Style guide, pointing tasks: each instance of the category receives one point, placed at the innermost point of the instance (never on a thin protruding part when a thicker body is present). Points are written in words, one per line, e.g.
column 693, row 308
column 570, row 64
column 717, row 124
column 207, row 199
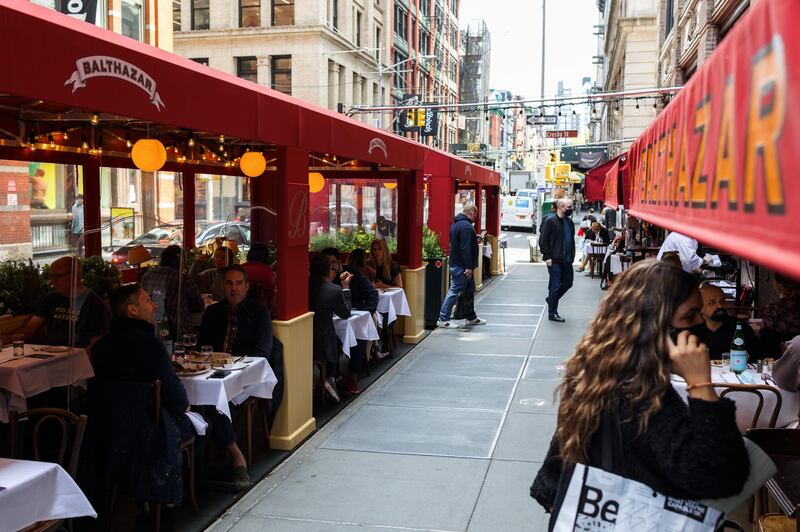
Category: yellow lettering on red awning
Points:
column 699, row 179
column 765, row 123
column 724, row 170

Task requirements
Recast the material above as a JSON list of strings, with one string for each line and no blank lines. Leave the pictures out.

Answer below
[
  "Style guide, pointing tasks: each instance of the category receives one point, placed at the innermost point of the instance (never on a thin protruding part when a thicker body is present). Points are written in words, one per line, e.g.",
  "column 693, row 308",
  "column 570, row 64",
  "column 717, row 124",
  "column 207, row 199",
  "Category: yellow lettering on red awning",
  "Points:",
  "column 699, row 179",
  "column 765, row 123",
  "column 724, row 170"
]